**Provided data**
----

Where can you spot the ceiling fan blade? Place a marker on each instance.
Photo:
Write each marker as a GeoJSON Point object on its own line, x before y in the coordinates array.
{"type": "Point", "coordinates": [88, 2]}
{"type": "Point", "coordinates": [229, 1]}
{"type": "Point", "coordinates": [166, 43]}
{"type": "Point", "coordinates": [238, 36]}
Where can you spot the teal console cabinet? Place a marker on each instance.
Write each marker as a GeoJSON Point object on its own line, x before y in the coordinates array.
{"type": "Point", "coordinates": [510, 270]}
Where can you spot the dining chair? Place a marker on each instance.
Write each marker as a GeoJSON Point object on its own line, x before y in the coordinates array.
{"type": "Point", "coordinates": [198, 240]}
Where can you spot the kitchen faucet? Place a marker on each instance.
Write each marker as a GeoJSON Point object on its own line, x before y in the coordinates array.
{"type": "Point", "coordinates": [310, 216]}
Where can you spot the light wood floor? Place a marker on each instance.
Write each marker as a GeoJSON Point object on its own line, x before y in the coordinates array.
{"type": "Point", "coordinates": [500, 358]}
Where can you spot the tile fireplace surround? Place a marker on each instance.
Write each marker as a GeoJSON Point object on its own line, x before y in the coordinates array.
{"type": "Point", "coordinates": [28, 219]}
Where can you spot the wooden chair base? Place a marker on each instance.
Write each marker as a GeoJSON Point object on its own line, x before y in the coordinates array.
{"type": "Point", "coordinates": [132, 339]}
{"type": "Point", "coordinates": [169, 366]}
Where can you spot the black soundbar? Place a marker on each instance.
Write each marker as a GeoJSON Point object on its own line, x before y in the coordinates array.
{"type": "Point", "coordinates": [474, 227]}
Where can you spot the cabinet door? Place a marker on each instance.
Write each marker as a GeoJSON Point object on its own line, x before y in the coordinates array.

----

**Work required**
Reproduce word for word the lines from the one containing "Where can you spot the tile" through the last line, including both.

**Finished task**
Where can you spot the tile fireplace surround? Place a marker on each instance.
Write each marker as a GeoJSON Point object on its own line, x before y in the coordinates array.
{"type": "Point", "coordinates": [28, 219]}
Where can you spot the wooden chair base? Place a marker on each instance.
Write each marker as a GeoJSON Point object on its own line, x before y in the coordinates array.
{"type": "Point", "coordinates": [132, 339]}
{"type": "Point", "coordinates": [169, 366]}
Where can you spot the black soundbar? Place a marker on each instance.
Write each marker as a GeoJSON Point object on its own line, x before y in the coordinates array.
{"type": "Point", "coordinates": [474, 227]}
Where can you spot the cabinet door? Place a marker on each instance.
Write each marker as a GeoJSON Point object on its own line, x before y in the coordinates array.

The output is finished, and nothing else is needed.